[Opening TEXT EXCERPT section]

BEYOND THE NUMBERS
Although new projections have improved California’s revenue outlook for the next fiscal year, the state will still need to take a balanced approach to closing its budget shortfall to avoid excessive, additional cuts to core services like education and health care.
Earlier this year, Governor Brown proposed to close the state’s shortfall (then estimated at $26.6 billion) through a roughly 50-50 split between budget cuts and new revenue generated mostly by extending previously enacted tax increases.
California’s legislature enacted many of the cuts in the governor’s plan that include deep reductions in state services on top of the steep cuts that the state has already made in recent years. For example, the state will:
- Cut funding for the state’s universities by $1 billion, reducing it to the level of the late 1990s when the university system had far fewer students.
- Increase health insurance premiums for the low-income families of 565,000 children. The number of children whose families have purchased health coverage through the program has already dropped by over 6 percent since peaking in July 2009, due in part to previous cuts.
- Reduce the lifetime limit on the number of months that vulnerable families with children can receive cash assistance from the state, from 60 to 48. The state will also reduce the size of these cash assistance grants to about the same amount that families received in 1987; for instance, the maximum monthly grant for a family of three in high cost counties will fall by 8 percent, from $694 to $638.
- Cut cash assistance that helps low-income elderly and disabled residents meet their basic needs to the minimum allowed by federal law. In July 2011, the maximum grant will drop to $830, down 8.5 percent from the grant provided in January 2009.
Even as the legislature has enacted cuts, Republican lawmakers have blocked the revenue portion of the governor’s proposal. As a result, California’s budget negotiations are at a dangerous standstill. Assembly Republicans recently put forth a plan based on their claim that stronger- than-expected revenues will allow the state to close its remaining shortfall (now estimated at $10 billion) without increasing taxes and without deep cuts to education. But as Jean Ross of the California Budget Project points out, their plan relies on gimmicks and wishful thinking.

[Closing TEXT EXCERPT section]
[Opening DATASET EXTRACT section]

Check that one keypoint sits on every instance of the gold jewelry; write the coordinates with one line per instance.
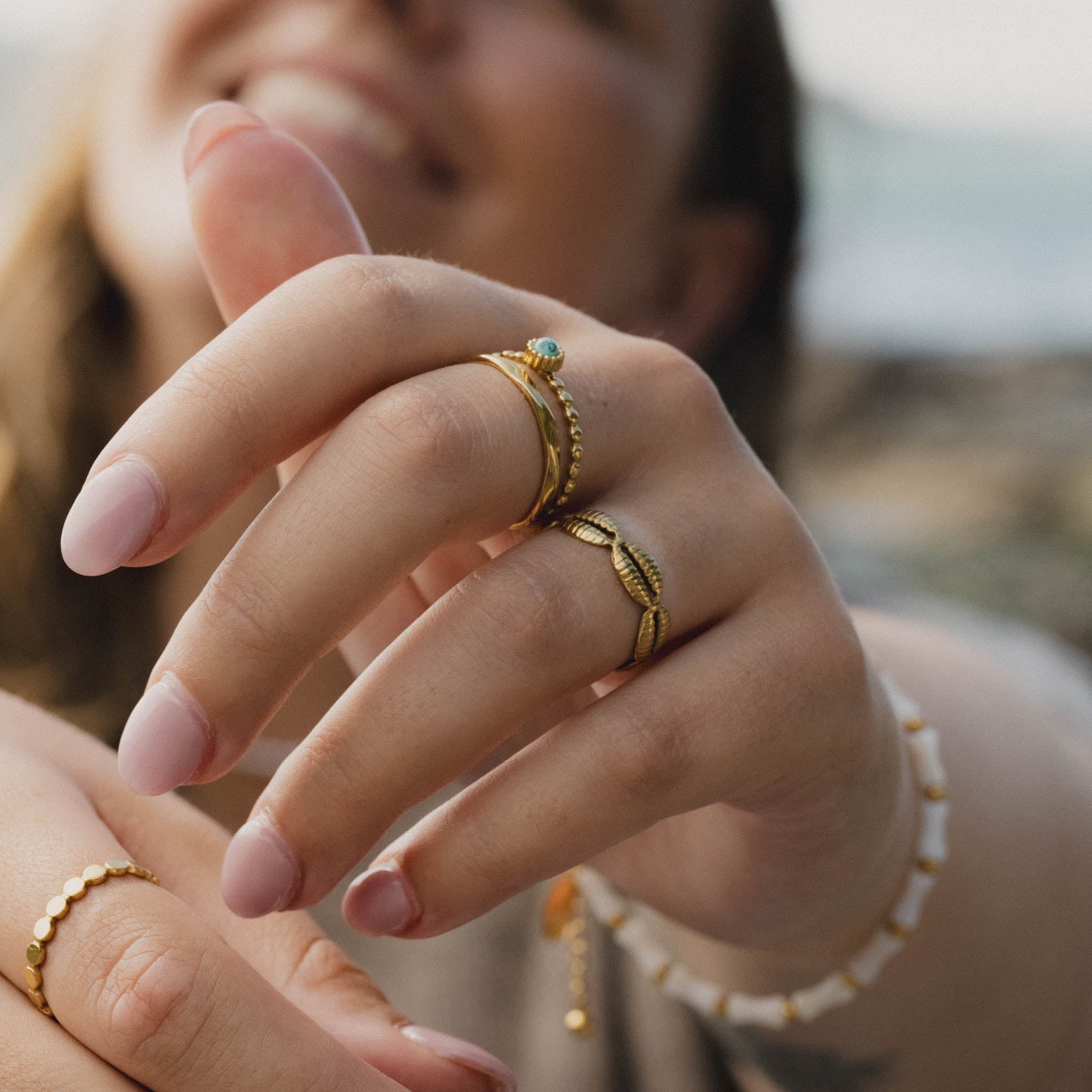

[Closing DATASET EXTRACT section]
[Opening DATASET EXTRACT section]

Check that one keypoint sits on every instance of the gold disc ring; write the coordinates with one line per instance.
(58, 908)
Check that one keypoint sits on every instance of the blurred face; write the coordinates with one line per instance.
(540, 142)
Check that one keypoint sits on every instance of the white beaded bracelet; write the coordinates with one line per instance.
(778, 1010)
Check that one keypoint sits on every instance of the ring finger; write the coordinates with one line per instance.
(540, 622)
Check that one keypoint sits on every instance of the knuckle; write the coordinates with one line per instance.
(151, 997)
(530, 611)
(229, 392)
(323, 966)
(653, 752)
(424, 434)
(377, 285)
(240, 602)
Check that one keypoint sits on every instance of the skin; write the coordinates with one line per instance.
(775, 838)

[Closing DATASET EXTRACT section]

— TASK TO COMPLETE —
Could you copy the California budget text from the top of the page, word for word and in full?

— SOLUTION FOR THIS TASK —
BEYOND THE NUMBERS
Although new projections have improved California’s revenue outlook for the next fiscal year, the state will still need to take a balanced approach to closing its budget shortfall to avoid excessive, additional cuts to core services like education and health care.
Earlier this year, Governor Brown proposed to close the state’s shortfall (then estimated at $26.6 billion) through a roughly 50-50 split between budget cuts and new revenue generated mostly by extending previously enacted tax increases.
California’s legislature enacted many of the cuts in the governor’s plan that include deep reductions in state services on top of the steep cuts that the state has already made in recent years. For example, the state will:
- Cut funding for the state’s universities by $1 billion, reducing it to the level of the late 1990s when the university system had far fewer students.
- Increase health insurance premiums for the low-income families of 565,000 children. The number of children whose families have purchased health coverage through the program has already dropped by over 6 percent since peaking in July 2009, due in part to previous cuts.
- Reduce the lifetime limit on the number of months that vulnerable families with children can receive cash assistance from the state, from 60 to 48. The state will also reduce the size of these cash assistance grants to about the same amount that families received in 1987; for instance, the maximum monthly grant for a family of three in high cost counties will fall by 8 percent, from $694 to $638.
- Cut cash assistance that helps low-income elderly and disabled residents meet their basic needs to the minimum allowed by federal law. In July 2011, the maximum grant will drop to $830, down 8.5 percent from the grant provided in January 2009.
Even as the legislature has enacted cuts, Republican lawmakers have blocked the revenue portion of the governor’s proposal. As a result, California’s budget negotiations are at a dangerous standstill. Assembly Republicans recently put forth a plan based on their claim that stronger- than-expected revenues will allow the state to close its remaining shortfall (now estimated at $10 billion) without increasing taxes and without deep cuts to education. But as Jean Ross of the California Budget Project points out, their plan relies on gimmicks and wishful thinking.